- _Rows from an object-pointing dataset_:
------------------------------------------------
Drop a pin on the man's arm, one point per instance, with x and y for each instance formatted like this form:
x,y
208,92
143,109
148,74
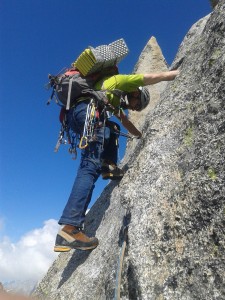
------------------------------------------------
- _INSTRUCTIONS FOR THE TASK_: Update the listing by replacing each "instance" with "occurrence" and leave everything else unchanged. Omit the pictures from your answer.

- _TASK ANSWER_:
Drop a pin on the man's arm, one point per occurrence, with x and y for each occurrence formatted like this form:
x,y
208,92
143,109
148,74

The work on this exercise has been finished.